GOALS:
(1) Using the page on religious instruction in New Zealand public schools, decide whether each statement agrees with it: (a) New Zealand state primary schools currently run a Religious Studies program. (b) The Secular Education Network supports student-initiated prayer. (c) The Secular Education Network opposes prayer in parliament. Answer yes or no for each and quote the deciding words.
(2) According to the page on religious instruction in New Zealand public schools, which law would ultimately have to be repealed to achieve the network's primary goal?
(3) Extend the page on religious instruction in New Zealand public schools, starting after its last sentence.

— START PASSAGE GIVEN —

Religious Instruction has no place in New Zealand public schools.

Religious Instruction means teaching and endorsing a faith in its own right, for example the practice of Church volunteers ”leading children to a faith in Jesus”.  There is a significant difference between religious instruction and religious studies.

Religious Studies teaches a comparative overview of the major world religions, taken by qualified teachers in a neutral manner. New Zealand state primary schools do not currently have this program.

The Secular Education Network (SEN) has the primary goal of removing Religious Instruction from New Zealand state primary schools. Ultimately this will involve repeal of the New Zealand Education Act (1964) Section 78.
While SEN is supportive of Comprehensive Religious Studies that includes non-religious viewpoints, this subject is more appropriate for high school.  It is incidental to our core goal of inclusive primary schooling.

Values are important regardless of religion.

Many parents have been put in the position of deciding whether or not to allow their children to attend religious classes. These classes are designed to indoctrinate children with religious belief. They are often promoted to parents as ‘values classes’. The sectarian nature of these classes and the refusal of schools to conduct inclusive values classes is a poor example of the values they purportedly teach. Often this leaves parents believing their children won’t receive values education if they opt-out.

All Children Deserve an Education in Values

SEN was established to support parents who believe that Values are important in the education of all our children. That Values education should be provided on a non discriminatory basis.

The purpose of the Secular Education Network is to promote the true separation of church and state; to give all faiths equal treatment by the state. It is to ensure that all children are treated equally. It is to ensure that children are not excluded and segregated from their classmates because of decisions by schools to permit religious indoctrination. It is to ensure that children are given positive instruction in values, not ignored in libraries.

Our objectives:

  • Promote an inclusive school curriculum, which does not require any student to withdraw from class on account of different religious beliefs.
  • Cease the practice of volunteer-run religious instruction during school hours.
  • Treat all religious organisations who wish to use the school facilities outside of the school day with transparent and equitable policies.

Religious Freedom

The Secular Education network supports personal religious freedom, including:

  • The wearing of religious symbols,
  • Student-initiated prayer,
  • Religious history and social studies, taught by qualified state teachers.

The Secular Education does not support the promotion of Atheism by state schools.

The Secular Education Network has no position on:

  • The celebration of Easter and Christmas,
  • Prayer in parliament,
  • The NZ flag,
  • or the teaching of Maori culture.

29 Responses to Religious Instruction has no place in New Zealand public schools.

  1. Kathleen says:

    Hi, I am on the Board of Trustees and am wanting to put together a Parent Survey on Religious Instruction in the school. I was wondering whether you had any sample surveys that I could use as a resource. I have found your website very helpful. Thanks and kind regards, Kathleen

  2. Paul McGowan says:

    Hi, if Religious history and social studies are to be taught by qualified state teachers, will that also include the history of Secular humanism and the Enlightenment ?

— END PASSAGE GIVEN —
— START RECORD SET —

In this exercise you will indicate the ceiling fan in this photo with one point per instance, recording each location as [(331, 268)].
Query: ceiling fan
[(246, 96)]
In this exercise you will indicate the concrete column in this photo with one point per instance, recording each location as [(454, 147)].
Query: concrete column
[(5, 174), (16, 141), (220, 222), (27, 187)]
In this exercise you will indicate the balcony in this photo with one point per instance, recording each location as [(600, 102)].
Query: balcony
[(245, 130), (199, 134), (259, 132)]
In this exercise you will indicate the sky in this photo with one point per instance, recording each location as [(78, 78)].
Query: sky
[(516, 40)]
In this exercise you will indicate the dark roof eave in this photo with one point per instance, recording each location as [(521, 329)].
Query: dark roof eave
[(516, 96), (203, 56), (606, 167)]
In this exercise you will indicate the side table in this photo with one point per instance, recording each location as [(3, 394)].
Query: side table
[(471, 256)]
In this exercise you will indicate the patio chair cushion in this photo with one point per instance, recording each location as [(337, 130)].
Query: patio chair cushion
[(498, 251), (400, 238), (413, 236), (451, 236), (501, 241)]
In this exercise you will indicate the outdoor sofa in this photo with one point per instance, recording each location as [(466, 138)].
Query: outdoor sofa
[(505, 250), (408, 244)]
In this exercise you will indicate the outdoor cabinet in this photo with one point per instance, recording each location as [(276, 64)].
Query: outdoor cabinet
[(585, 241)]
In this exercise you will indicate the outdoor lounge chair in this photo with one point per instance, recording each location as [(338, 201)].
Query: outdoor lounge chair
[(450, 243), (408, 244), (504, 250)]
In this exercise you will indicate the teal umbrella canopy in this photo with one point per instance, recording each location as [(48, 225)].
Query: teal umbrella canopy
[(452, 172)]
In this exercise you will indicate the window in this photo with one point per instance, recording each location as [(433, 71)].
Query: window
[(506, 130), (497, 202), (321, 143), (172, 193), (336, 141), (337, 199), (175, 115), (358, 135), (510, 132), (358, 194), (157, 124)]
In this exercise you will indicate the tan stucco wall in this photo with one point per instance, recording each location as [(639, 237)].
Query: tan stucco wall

— END RECORD SET —

WRITTEN RESPONSES:
(1)
(a) No: "New Zealand state primary schools do not currently have this program."
(b) Yes: "The Secular Education network supports personal religious freedom, including:" and "Student-initiated prayer"
(c) No: "The Secular Education Network has no position on:" and "Prayer in parliament"

(2) Section 78 of the New Zealand Education Act (1964).

(3)
    • John says:

      There is already scope to teach about religions within the school curriculum, and “Religious instruction” is an added activity outside the school curriculum, where outside volunteers are allowed to “instruct” children so as to inculcate belief in christianity.
      To me, the debate as to whether the content within the curriculum could be improved, is separate from the debate as to whether we should close schools so that indoctrination can take place.

      • David Richards says:

        This might have read:
        “There is already scope to teach about religions within the school curriculum, and “Occultist brainwashing” is an added activity outside the school curriculum, where outside volunteers are allowed to “instruct” children so as to inculcate belief in the Occult.”

        And I would be no less shocked.

        This wording horrifies me. ALLOWED to instruct. INCULCATE BELIEF.
        Well while we’re at it, I guess John might think that non-curricular volunteers ought to come in and “instruct” children by corporal punishment in the ‘good old days’ where it was socially acceptable to beat kids as the best way to get them to respond. Would you let the school close so people not part of the school could come in and hit the children just because it was thought that that was the best method of drumming something into them. I really hope not. Well, that sorta leads on to the next part, inculcate. The dictionary definition of inculcate is “to fix something firmly in somebodies mind through frequent and forceful repetition” from the Latin inculcate-, from inculcare, literally ‘to stamp in’.
        It sickens me to see such bald faced ideological bigotry.
        No, we shouldn’t be dividing the next generation in this manner, we want to bring the barriers between people down not put them up.

  3. rochelle watters says:

    My daughter has been enrolled in two different schools in the south island that have a christian volunteer in for 30 minutes/ week teaching the children about christianity.
    In both schools we were not informed. Why is this legal -in other common wealth countries such as Canada this was abolished in the early 1980′s. What can I do about this? This has no place in public schools.

    • Nathan says:

      We had a similar experience in Auckland, our son’s primary school started taking them “out of school” for an hour one day a week to teach a Christian education course – the only warning we had was a small footnote on a newsletter. When I enquired about the nature and purpose of the course the reaction was very defensive – I was surprised to find I had to justify to the principal himself why I didn’t want my son being involved in this course.

      The school grudgingly removed him from the course and he and a small handful of other kids not participating had to sit in another room playing computer games for the duration.

      I have no objection to these courses being run on the school premises, but only on the condition that they are a) run outside normal school hours and b) opt-in only, for those people that actually want their kids involved. They have no place being inserted into the middle of a school day and involving all kids by default, which frankly smacks of a rather sneaky and underhanded approach.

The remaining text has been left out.